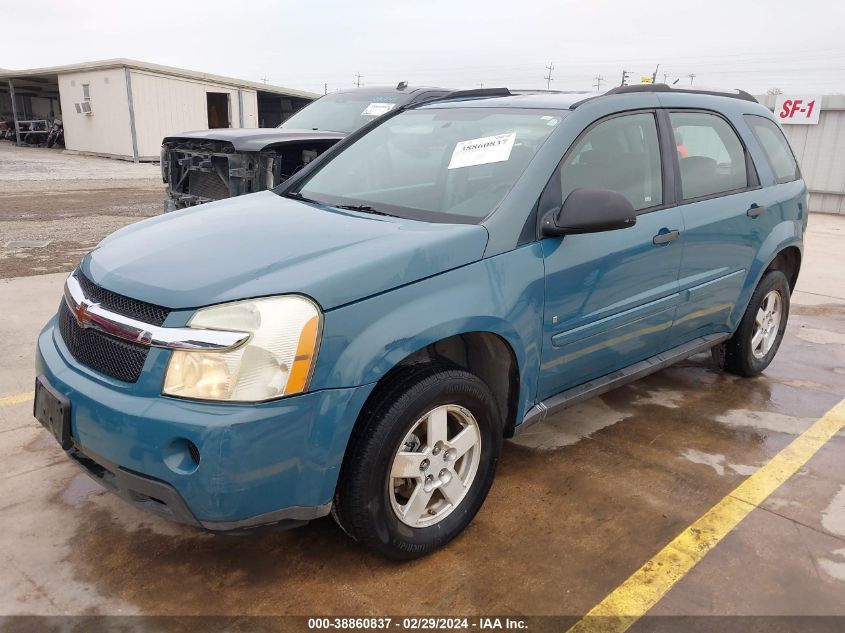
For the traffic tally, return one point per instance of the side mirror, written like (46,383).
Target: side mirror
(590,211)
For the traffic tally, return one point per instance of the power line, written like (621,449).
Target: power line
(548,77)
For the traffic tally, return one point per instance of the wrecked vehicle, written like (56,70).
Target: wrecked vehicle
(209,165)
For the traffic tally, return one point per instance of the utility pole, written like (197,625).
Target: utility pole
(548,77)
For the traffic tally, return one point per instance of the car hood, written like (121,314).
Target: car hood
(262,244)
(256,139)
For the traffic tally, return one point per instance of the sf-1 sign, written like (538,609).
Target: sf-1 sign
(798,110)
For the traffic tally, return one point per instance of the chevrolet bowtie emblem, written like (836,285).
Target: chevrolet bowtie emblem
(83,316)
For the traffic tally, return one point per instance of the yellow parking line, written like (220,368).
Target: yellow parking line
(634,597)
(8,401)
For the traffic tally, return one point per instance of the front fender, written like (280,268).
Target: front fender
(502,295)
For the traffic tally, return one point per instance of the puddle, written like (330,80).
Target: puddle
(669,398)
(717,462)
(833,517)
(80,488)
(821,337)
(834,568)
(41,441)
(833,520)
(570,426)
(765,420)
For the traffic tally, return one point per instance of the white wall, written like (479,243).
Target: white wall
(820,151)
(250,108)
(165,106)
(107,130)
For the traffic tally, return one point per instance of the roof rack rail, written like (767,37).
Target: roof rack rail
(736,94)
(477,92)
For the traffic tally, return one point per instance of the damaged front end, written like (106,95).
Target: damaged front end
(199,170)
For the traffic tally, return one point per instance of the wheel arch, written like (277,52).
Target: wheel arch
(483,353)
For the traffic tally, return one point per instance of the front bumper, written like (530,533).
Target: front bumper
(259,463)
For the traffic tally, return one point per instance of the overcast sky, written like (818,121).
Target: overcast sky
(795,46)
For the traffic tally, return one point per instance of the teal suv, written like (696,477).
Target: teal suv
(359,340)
+===+
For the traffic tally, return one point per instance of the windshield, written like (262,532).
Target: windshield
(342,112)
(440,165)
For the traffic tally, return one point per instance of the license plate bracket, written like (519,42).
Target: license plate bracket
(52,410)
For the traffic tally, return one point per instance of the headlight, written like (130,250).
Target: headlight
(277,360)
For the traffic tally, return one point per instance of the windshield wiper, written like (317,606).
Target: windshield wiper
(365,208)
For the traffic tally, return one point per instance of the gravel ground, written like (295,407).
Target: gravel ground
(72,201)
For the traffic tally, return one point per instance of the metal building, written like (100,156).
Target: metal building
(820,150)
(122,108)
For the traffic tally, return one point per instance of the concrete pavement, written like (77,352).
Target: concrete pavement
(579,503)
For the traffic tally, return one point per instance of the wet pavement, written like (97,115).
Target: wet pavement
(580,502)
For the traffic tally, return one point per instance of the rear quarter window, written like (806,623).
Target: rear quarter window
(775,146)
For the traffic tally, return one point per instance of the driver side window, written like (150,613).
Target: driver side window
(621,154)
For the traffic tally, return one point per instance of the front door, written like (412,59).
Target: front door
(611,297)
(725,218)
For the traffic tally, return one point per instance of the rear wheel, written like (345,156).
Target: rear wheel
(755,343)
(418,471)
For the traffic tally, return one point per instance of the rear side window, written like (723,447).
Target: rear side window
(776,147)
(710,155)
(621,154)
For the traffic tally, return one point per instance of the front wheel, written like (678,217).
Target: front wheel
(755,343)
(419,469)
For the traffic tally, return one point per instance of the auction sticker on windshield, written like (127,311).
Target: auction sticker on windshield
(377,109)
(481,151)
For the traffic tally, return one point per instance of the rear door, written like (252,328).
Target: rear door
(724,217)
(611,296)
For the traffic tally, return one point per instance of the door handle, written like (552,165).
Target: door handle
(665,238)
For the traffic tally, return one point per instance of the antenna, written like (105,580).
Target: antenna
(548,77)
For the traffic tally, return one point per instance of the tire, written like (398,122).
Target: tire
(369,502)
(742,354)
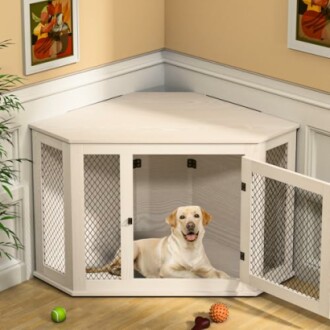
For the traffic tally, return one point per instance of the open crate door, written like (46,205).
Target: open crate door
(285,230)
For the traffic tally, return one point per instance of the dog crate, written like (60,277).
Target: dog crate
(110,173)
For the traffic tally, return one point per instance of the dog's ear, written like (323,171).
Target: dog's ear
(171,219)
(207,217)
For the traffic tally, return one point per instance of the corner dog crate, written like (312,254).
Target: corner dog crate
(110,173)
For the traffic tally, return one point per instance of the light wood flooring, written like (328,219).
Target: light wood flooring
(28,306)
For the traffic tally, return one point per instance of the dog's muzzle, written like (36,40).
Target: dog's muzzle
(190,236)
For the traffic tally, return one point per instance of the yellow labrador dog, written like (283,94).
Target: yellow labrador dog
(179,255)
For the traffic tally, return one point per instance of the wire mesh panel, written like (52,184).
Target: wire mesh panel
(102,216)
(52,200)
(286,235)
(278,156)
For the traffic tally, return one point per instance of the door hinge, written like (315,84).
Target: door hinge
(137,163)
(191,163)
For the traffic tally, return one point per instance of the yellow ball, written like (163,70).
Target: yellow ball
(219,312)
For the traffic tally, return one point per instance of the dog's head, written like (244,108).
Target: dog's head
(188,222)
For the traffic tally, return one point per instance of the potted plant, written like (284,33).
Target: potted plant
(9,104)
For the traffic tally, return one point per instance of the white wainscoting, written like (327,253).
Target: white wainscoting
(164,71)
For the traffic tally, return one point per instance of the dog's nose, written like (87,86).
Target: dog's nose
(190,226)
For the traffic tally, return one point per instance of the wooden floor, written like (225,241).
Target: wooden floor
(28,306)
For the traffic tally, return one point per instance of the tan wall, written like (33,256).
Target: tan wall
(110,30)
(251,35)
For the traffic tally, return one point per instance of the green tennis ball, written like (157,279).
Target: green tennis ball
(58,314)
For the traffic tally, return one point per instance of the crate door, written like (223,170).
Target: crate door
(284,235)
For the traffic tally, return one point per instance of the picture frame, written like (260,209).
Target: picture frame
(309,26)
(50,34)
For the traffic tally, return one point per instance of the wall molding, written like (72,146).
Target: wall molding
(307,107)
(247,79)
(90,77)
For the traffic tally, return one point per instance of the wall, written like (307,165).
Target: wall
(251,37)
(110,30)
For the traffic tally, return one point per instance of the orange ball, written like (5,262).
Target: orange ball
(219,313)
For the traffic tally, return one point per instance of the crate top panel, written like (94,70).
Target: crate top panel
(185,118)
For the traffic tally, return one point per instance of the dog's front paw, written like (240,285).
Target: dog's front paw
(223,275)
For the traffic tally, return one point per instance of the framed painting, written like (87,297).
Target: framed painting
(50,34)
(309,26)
+===+
-- Task to complete --
Pull out every line of the material that contains the string "plate". Case counts.

-- Reply to the task --
For the traffic tally, return one point per instance of the license plate bracket, written like (519,42).
Target: license plate bracket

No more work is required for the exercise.